:: SUPPLIED RECORDS
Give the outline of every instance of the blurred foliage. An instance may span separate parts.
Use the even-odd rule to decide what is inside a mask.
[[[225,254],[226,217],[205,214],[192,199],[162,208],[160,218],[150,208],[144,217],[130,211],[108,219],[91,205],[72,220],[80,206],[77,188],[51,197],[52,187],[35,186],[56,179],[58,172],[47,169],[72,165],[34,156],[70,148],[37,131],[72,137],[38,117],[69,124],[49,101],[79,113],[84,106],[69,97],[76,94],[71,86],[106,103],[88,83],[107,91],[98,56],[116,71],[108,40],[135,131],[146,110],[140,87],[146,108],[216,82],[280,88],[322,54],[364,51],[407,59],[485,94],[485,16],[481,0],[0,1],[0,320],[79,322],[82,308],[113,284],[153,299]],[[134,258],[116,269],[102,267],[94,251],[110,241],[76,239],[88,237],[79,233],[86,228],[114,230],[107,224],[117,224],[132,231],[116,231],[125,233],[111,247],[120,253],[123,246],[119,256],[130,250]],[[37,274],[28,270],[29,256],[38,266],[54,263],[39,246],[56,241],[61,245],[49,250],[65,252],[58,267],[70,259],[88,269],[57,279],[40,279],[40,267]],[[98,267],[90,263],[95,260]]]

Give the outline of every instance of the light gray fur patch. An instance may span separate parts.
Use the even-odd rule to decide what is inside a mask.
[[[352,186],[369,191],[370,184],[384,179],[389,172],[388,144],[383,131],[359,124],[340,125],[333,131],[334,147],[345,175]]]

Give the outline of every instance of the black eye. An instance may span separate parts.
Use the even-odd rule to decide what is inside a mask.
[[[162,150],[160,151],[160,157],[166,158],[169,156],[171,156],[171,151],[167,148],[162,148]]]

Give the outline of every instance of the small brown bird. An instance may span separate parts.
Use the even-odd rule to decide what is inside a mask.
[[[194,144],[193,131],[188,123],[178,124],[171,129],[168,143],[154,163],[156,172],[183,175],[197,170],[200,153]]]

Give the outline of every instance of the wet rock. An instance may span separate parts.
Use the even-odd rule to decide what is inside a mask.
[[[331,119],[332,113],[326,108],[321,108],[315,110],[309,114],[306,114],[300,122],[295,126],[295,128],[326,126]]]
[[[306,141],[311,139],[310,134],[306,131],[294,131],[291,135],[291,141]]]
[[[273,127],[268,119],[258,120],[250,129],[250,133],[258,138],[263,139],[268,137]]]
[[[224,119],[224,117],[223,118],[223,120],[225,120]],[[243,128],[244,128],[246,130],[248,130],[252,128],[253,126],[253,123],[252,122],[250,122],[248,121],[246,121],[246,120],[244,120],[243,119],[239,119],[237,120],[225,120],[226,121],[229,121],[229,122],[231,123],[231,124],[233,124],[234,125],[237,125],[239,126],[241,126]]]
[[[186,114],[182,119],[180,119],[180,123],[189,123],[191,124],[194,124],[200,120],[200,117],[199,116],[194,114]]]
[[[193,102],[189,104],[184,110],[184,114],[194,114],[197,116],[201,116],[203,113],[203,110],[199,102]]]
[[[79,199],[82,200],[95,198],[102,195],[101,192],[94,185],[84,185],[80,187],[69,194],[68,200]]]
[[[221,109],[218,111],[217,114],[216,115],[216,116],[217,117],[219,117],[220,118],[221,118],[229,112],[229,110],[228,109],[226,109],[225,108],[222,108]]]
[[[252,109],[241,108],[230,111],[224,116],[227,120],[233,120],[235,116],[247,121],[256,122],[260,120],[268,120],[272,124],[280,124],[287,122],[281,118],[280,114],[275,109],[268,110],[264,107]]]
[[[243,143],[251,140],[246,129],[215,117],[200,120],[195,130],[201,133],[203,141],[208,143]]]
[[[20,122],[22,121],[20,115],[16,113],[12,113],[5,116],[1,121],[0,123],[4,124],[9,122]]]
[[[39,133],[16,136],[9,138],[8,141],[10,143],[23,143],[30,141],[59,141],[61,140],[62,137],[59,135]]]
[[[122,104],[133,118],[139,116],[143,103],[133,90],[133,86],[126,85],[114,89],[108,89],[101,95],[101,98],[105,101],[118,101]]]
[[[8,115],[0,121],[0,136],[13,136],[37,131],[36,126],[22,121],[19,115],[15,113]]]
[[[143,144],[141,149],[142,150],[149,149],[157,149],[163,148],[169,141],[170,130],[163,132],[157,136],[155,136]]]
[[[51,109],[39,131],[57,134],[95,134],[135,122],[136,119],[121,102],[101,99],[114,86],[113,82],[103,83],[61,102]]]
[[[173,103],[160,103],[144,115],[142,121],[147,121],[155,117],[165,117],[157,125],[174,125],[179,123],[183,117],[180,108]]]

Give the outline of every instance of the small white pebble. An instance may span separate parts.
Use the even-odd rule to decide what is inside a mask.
::::
**WHAT YOU SHOULD DO:** Turn every line of the records above into a single numbered list, leaving out the blank lines.

**SOLUTION TO THE EXERCISE:**
1. Give the outline of every instance of the blurred foliage. An instance may span separate parts.
2. Use the even-odd rule to decide what is inside a mask.
3. [[[225,254],[226,217],[205,214],[192,199],[162,208],[160,218],[150,208],[144,217],[130,211],[108,219],[91,205],[72,220],[80,206],[77,188],[51,197],[52,187],[35,186],[56,179],[58,172],[47,169],[72,165],[34,156],[70,148],[37,131],[72,137],[38,117],[69,124],[49,101],[79,113],[84,106],[69,97],[76,94],[71,86],[106,103],[88,83],[107,91],[98,56],[116,71],[108,40],[135,131],[146,110],[140,87],[146,108],[216,82],[280,88],[322,54],[364,51],[407,59],[485,94],[485,16],[481,0],[0,1],[0,320],[79,322],[82,308],[113,284],[153,299]],[[134,258],[116,269],[102,267],[94,251],[110,241],[76,239],[88,237],[79,233],[86,228],[114,230],[107,224],[117,224],[132,231],[116,231],[125,233],[111,247],[120,253],[123,246],[119,256],[130,250]],[[37,274],[28,270],[29,256],[38,266],[54,263],[39,246],[56,241],[61,245],[49,250],[65,252],[58,267],[70,259],[88,269],[57,279],[40,279],[40,267]],[[98,267],[90,263],[95,260]]]
4. Give the outline of every instance of the light gray fur patch. An instance may span separate parts.
5. Use the even-odd rule to decide what is inside a mask.
6. [[[352,186],[369,191],[370,184],[384,179],[389,172],[388,144],[383,131],[359,124],[340,125],[333,131],[334,147],[345,175]]]
7. Give the outline of every instance of the black eye. An instance may span separate parts.
8. Use the even-odd rule to decide what is inside a mask.
9. [[[162,150],[160,151],[160,157],[166,158],[169,156],[171,156],[171,151],[167,148],[162,148]]]
10. Give the outline of every instance of the small brown bird. An instance may span separate parts.
11. Use the even-odd rule to decide what is inside a mask.
12. [[[194,144],[193,131],[188,123],[178,124],[171,129],[168,143],[154,163],[156,172],[183,175],[197,170],[200,153]]]
13. Give the outline of every instance of the wet rock. An instance may span separate parts.
14. Use the even-odd rule to decide what is inside a mask.
15. [[[331,119],[332,113],[326,108],[321,108],[315,110],[309,114],[306,114],[300,122],[295,126],[295,128],[326,126]]]
16. [[[306,141],[311,139],[310,134],[306,131],[294,131],[291,135],[291,141]]]
17. [[[273,127],[268,119],[258,120],[250,129],[250,133],[258,138],[263,139],[268,137]]]
18. [[[224,119],[224,117],[223,118],[223,120],[225,120]],[[243,128],[244,128],[246,130],[248,130],[252,128],[253,126],[253,123],[252,122],[250,122],[248,121],[246,121],[246,120],[244,120],[243,119],[239,119],[237,120],[225,120],[226,121],[229,121],[229,122],[231,123],[231,124],[233,124],[234,125],[237,125],[239,126],[241,126]]]
19. [[[186,114],[182,119],[180,119],[180,123],[189,123],[191,124],[194,124],[200,120],[200,117],[199,116],[194,114]]]
20. [[[193,102],[189,104],[184,110],[184,114],[194,114],[197,116],[201,116],[203,113],[203,110],[199,102]]]
21. [[[79,199],[82,200],[95,198],[102,195],[101,192],[94,185],[84,185],[80,187],[69,194],[68,200]]]
22. [[[221,109],[218,111],[217,114],[216,115],[216,116],[217,117],[219,117],[220,118],[221,118],[229,112],[229,110],[228,109],[226,109],[225,108],[222,108]]]
23. [[[252,109],[241,108],[230,111],[224,116],[227,120],[233,120],[235,116],[247,121],[256,122],[260,120],[268,120],[272,124],[280,124],[287,122],[281,118],[280,114],[275,109],[268,110],[264,107]]]
24. [[[243,143],[251,140],[246,129],[215,117],[200,120],[195,130],[201,133],[203,141],[208,143]]]
25. [[[20,122],[22,121],[20,115],[16,113],[12,113],[5,116],[1,121],[0,123],[4,124],[9,122]]]
26. [[[39,133],[16,136],[9,138],[8,141],[10,143],[23,143],[30,141],[59,141],[61,140],[62,137],[59,135]]]
27. [[[122,104],[133,118],[139,116],[143,103],[133,90],[133,86],[126,85],[114,89],[108,89],[101,95],[101,98],[105,101],[118,101]]]
28. [[[8,115],[0,121],[0,136],[13,136],[37,131],[36,126],[22,121],[19,115],[15,113]]]
29. [[[143,144],[141,149],[142,150],[149,149],[157,149],[163,148],[169,141],[170,130],[163,132],[157,136],[155,136]]]
30. [[[51,109],[39,131],[57,134],[95,134],[135,122],[136,119],[121,102],[101,99],[114,86],[113,82],[103,83],[61,102]]]
31. [[[173,103],[160,103],[144,115],[142,121],[147,121],[155,117],[165,117],[157,125],[174,125],[179,123],[183,117],[180,108]]]
32. Give the outline of every instance of the small white pebble. An instance may span separate parts.
33. Use the even-odd rule to decide what is inside a mask.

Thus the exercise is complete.